Task statement:
Please format the entries from their first line through the line containing "point(96, 542)", including that line, as a JSON list of strings with one string per line and blank lines omitted.

--- START Entries supplied ---

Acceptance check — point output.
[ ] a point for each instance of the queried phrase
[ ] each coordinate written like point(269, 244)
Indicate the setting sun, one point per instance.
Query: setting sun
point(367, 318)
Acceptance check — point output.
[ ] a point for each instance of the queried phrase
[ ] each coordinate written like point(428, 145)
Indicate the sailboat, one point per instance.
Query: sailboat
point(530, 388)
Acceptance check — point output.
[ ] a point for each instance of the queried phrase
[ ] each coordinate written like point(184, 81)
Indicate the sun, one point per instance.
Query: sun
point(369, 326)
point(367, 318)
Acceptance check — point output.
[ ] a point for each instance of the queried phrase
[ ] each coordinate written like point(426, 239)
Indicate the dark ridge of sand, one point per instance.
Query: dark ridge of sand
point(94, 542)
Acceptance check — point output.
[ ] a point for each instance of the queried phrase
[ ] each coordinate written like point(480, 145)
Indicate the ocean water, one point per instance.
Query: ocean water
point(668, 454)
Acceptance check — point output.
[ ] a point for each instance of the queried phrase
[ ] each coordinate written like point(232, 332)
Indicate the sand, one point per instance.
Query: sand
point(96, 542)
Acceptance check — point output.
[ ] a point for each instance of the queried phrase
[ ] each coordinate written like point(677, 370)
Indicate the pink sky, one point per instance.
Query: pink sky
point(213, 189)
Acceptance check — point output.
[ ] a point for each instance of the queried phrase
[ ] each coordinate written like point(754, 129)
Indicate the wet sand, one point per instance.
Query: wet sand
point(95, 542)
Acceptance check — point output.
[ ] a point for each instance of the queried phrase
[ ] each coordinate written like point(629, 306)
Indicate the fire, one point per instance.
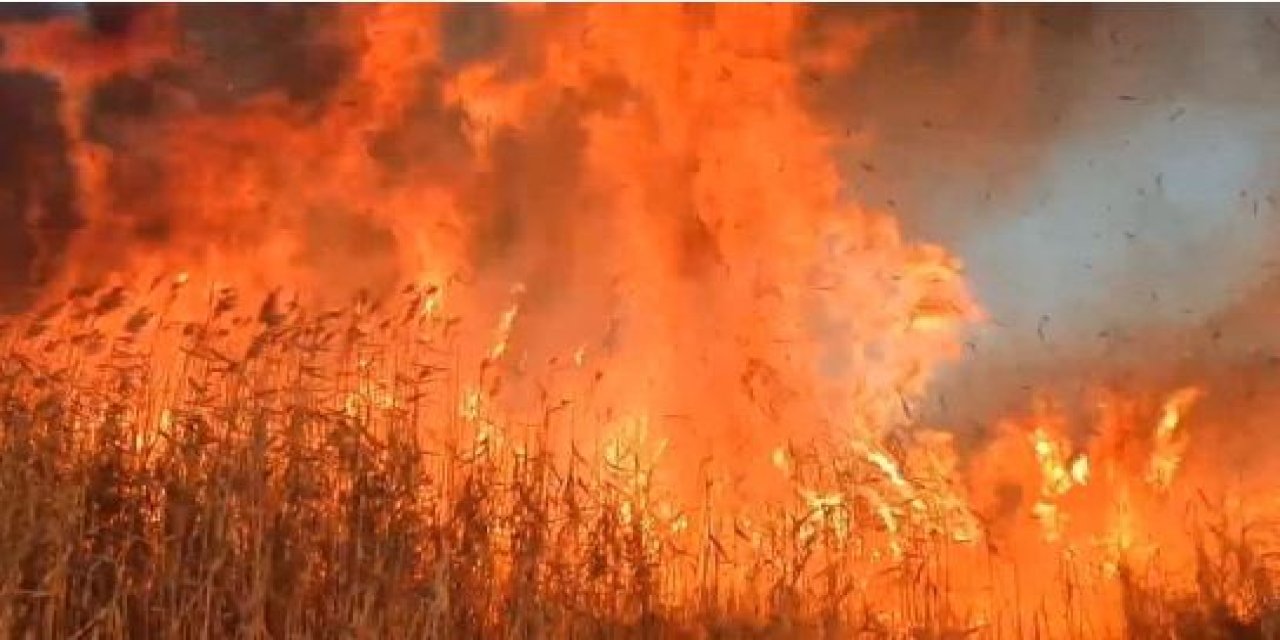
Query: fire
point(606, 264)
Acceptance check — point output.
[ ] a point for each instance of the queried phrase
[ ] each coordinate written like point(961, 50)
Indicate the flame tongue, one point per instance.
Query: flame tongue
point(650, 174)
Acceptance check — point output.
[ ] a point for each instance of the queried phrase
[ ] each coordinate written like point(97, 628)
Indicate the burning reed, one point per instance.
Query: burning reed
point(269, 471)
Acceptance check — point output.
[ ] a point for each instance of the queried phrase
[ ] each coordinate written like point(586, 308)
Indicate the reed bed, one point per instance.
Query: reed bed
point(268, 471)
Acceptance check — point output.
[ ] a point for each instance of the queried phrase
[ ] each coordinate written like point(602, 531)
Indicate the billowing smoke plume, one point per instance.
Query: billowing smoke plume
point(1104, 173)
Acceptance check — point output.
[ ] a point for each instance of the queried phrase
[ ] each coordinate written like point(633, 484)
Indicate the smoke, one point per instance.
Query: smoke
point(1105, 173)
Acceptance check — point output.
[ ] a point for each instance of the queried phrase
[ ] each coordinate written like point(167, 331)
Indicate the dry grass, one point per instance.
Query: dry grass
point(282, 474)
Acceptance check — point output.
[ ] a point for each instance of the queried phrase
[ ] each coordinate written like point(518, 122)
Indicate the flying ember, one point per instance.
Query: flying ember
point(543, 321)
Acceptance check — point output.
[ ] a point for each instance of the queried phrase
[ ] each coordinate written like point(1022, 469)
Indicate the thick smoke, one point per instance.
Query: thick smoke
point(1104, 172)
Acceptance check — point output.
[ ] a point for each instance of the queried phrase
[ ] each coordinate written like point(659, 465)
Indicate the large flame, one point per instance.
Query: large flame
point(622, 225)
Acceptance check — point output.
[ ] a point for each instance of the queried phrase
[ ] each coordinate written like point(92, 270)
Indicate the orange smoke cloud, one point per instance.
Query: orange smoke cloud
point(649, 181)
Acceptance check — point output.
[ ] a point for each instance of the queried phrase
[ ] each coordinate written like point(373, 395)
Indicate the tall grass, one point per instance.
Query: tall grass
point(278, 472)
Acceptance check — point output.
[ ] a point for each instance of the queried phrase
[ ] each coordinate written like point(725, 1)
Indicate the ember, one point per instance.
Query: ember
point(563, 328)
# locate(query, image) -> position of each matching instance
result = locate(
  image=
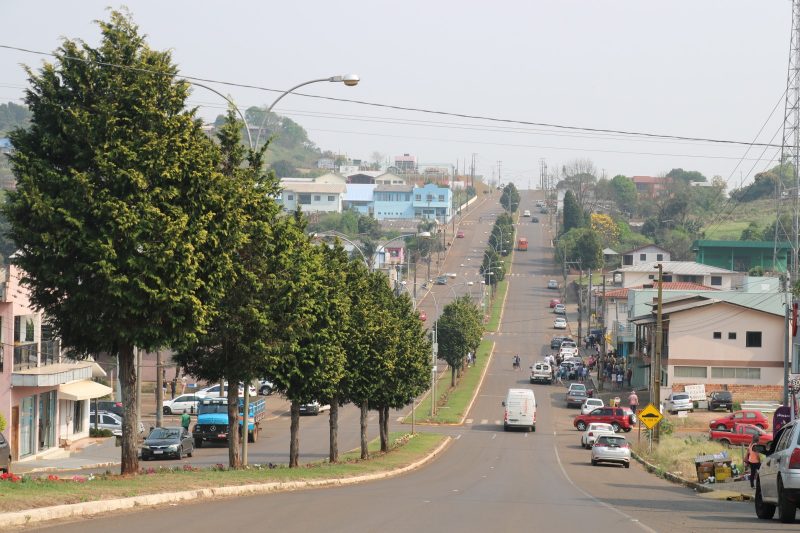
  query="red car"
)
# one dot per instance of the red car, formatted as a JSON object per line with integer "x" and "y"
{"x": 616, "y": 416}
{"x": 754, "y": 418}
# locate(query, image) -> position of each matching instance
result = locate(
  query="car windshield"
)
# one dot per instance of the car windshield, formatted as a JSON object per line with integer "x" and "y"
{"x": 165, "y": 433}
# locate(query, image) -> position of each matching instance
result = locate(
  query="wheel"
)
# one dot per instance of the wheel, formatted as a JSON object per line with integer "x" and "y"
{"x": 764, "y": 510}
{"x": 786, "y": 507}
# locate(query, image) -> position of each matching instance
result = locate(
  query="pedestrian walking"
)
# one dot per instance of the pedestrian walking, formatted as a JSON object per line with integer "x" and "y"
{"x": 186, "y": 420}
{"x": 753, "y": 461}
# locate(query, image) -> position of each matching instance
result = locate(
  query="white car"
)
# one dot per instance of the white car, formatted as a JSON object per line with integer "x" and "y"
{"x": 594, "y": 430}
{"x": 611, "y": 449}
{"x": 591, "y": 404}
{"x": 185, "y": 403}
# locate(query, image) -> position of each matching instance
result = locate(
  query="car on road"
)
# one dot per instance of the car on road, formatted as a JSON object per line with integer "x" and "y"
{"x": 5, "y": 454}
{"x": 185, "y": 403}
{"x": 593, "y": 431}
{"x": 720, "y": 400}
{"x": 575, "y": 398}
{"x": 313, "y": 408}
{"x": 169, "y": 442}
{"x": 616, "y": 416}
{"x": 678, "y": 401}
{"x": 591, "y": 404}
{"x": 778, "y": 481}
{"x": 611, "y": 449}
{"x": 751, "y": 417}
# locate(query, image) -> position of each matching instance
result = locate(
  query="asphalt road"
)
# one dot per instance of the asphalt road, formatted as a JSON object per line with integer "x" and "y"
{"x": 488, "y": 480}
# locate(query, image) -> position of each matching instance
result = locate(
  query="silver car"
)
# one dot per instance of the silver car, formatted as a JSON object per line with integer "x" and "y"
{"x": 778, "y": 481}
{"x": 611, "y": 449}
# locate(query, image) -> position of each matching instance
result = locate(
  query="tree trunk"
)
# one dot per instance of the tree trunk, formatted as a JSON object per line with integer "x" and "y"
{"x": 364, "y": 446}
{"x": 383, "y": 420}
{"x": 234, "y": 459}
{"x": 127, "y": 380}
{"x": 333, "y": 424}
{"x": 294, "y": 436}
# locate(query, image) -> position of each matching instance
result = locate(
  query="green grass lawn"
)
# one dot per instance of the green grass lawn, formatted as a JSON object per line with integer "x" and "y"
{"x": 452, "y": 403}
{"x": 32, "y": 493}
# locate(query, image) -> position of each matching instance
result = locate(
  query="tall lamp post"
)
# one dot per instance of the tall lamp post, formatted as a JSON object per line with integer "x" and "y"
{"x": 350, "y": 80}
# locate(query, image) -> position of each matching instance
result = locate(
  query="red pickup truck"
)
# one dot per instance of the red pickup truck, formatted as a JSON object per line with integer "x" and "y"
{"x": 742, "y": 435}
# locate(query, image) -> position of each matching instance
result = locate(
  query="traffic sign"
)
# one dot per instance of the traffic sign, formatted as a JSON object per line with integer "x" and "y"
{"x": 650, "y": 416}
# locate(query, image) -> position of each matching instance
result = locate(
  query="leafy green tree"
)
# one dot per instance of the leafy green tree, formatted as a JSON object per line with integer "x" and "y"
{"x": 623, "y": 191}
{"x": 234, "y": 345}
{"x": 573, "y": 216}
{"x": 119, "y": 214}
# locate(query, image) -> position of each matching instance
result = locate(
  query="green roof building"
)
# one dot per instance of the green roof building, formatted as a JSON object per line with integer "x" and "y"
{"x": 742, "y": 256}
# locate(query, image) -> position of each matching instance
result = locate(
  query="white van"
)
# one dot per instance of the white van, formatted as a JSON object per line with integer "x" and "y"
{"x": 520, "y": 409}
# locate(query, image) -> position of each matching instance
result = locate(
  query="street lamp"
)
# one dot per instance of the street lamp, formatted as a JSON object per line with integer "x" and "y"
{"x": 350, "y": 80}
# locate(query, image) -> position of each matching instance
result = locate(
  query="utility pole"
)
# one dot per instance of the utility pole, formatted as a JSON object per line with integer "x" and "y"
{"x": 656, "y": 395}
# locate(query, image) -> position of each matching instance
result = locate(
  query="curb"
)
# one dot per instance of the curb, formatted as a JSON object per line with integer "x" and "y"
{"x": 89, "y": 509}
{"x": 699, "y": 487}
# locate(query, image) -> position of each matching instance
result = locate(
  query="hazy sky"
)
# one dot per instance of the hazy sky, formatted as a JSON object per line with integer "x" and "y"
{"x": 696, "y": 68}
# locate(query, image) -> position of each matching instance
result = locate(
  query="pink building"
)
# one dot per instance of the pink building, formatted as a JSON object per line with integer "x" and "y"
{"x": 44, "y": 397}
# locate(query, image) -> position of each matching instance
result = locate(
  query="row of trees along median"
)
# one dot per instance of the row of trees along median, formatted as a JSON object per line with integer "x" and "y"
{"x": 136, "y": 229}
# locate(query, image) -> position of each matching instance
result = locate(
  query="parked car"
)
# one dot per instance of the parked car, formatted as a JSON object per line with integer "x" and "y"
{"x": 678, "y": 401}
{"x": 110, "y": 421}
{"x": 185, "y": 403}
{"x": 593, "y": 431}
{"x": 591, "y": 404}
{"x": 575, "y": 398}
{"x": 616, "y": 416}
{"x": 720, "y": 400}
{"x": 168, "y": 442}
{"x": 313, "y": 408}
{"x": 754, "y": 418}
{"x": 5, "y": 454}
{"x": 778, "y": 481}
{"x": 611, "y": 449}
{"x": 742, "y": 435}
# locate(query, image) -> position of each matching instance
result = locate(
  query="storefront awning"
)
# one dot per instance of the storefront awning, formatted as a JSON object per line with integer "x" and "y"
{"x": 82, "y": 390}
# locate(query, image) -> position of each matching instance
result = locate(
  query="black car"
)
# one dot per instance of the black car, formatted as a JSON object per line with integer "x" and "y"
{"x": 720, "y": 400}
{"x": 168, "y": 442}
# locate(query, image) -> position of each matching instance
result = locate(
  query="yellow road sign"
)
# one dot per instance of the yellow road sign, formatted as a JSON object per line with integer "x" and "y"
{"x": 650, "y": 416}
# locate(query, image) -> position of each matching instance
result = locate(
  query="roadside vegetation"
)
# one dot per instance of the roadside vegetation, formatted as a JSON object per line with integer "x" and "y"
{"x": 30, "y": 493}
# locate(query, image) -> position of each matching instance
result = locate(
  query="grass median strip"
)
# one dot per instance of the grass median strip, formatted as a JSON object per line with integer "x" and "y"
{"x": 453, "y": 402}
{"x": 31, "y": 493}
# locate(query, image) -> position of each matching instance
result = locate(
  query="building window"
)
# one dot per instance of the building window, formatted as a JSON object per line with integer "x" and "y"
{"x": 726, "y": 372}
{"x": 691, "y": 371}
{"x": 753, "y": 339}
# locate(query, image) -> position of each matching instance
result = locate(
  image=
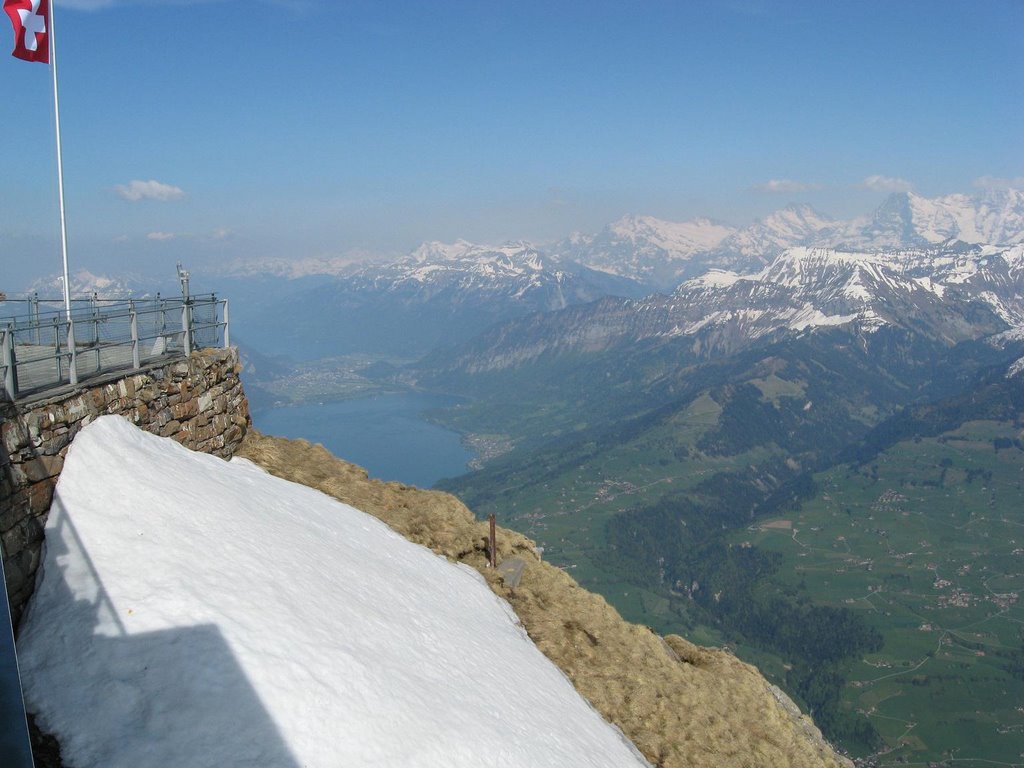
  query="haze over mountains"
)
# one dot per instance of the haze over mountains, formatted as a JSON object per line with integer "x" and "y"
{"x": 955, "y": 249}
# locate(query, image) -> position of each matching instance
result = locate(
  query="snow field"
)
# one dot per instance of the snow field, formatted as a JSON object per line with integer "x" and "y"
{"x": 194, "y": 611}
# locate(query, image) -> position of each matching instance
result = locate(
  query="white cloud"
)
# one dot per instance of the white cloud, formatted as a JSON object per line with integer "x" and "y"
{"x": 784, "y": 185}
{"x": 886, "y": 183}
{"x": 152, "y": 189}
{"x": 995, "y": 182}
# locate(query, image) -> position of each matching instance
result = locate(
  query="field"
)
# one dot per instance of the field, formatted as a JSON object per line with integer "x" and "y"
{"x": 927, "y": 542}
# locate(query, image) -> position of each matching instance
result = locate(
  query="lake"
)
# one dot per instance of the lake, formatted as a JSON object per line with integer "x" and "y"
{"x": 386, "y": 434}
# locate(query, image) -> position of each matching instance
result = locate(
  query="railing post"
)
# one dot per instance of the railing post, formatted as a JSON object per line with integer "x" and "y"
{"x": 135, "y": 359}
{"x": 10, "y": 365}
{"x": 34, "y": 301}
{"x": 227, "y": 327}
{"x": 73, "y": 364}
{"x": 185, "y": 329}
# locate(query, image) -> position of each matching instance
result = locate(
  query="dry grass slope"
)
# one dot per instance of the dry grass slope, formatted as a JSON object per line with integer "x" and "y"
{"x": 681, "y": 705}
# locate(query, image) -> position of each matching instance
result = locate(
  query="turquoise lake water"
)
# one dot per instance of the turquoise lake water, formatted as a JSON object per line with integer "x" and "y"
{"x": 385, "y": 434}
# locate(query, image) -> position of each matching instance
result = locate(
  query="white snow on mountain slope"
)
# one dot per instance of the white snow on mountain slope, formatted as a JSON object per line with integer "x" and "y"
{"x": 794, "y": 225}
{"x": 908, "y": 219}
{"x": 198, "y": 612}
{"x": 677, "y": 239}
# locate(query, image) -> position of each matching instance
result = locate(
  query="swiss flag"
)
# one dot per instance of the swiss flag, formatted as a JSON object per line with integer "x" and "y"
{"x": 32, "y": 29}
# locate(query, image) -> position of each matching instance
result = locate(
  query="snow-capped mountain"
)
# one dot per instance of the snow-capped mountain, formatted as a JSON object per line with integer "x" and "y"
{"x": 664, "y": 253}
{"x": 906, "y": 219}
{"x": 646, "y": 249}
{"x": 438, "y": 294}
{"x": 84, "y": 284}
{"x": 444, "y": 293}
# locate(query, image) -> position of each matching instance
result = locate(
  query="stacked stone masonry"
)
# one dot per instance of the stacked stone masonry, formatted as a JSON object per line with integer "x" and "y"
{"x": 198, "y": 401}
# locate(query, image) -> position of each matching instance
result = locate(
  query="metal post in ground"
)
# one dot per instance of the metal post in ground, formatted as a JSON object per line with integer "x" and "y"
{"x": 135, "y": 358}
{"x": 9, "y": 364}
{"x": 492, "y": 544}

--- END Entries supplied ---

Written solution:
[
  "Acceptance check — point output.",
  "[ ] a point for each instance of the queried phrase",
  "[ ] each coordinate written like point(269, 244)",
  "Indicate the setting sun, one point per instance.",
  "Query: setting sun",
  "point(367, 318)",
  "Acceptance check — point output.",
  "[ ] a point for each instance of the queried phrase",
  "[ ] each coordinate written like point(428, 145)",
  "Indicate the sailboat, one point per instance.",
  "Query: sailboat",
  "point(530, 388)",
  "Acceptance check — point output.",
  "[ ] a point for each instance of the queried phrase",
  "[ ] each coordinate written like point(184, 81)",
  "Indicate the sun, one point per instance.",
  "Query: sun",
  "point(369, 326)",
  "point(367, 318)",
  "Acceptance check — point output.",
  "[ ] a point for each instance of the queried phrase",
  "[ ] each coordinate written like point(426, 239)",
  "Indicate the dark ridge of sand, one point per instance.",
  "Query: dark ridge of sand",
  "point(94, 542)",
  "Acceptance check — point output.",
  "[ ] a point for each instance of the queried phrase",
  "[ ] each coordinate written like point(480, 145)",
  "Indicate the ocean water, one point per instance.",
  "Query: ocean water",
  "point(668, 454)",
  "Acceptance check — point output.",
  "[ ] a point for each instance of the queried phrase",
  "[ ] each coordinate written like point(232, 332)",
  "Indicate the sand, one point per instance.",
  "Query: sand",
  "point(96, 542)"
]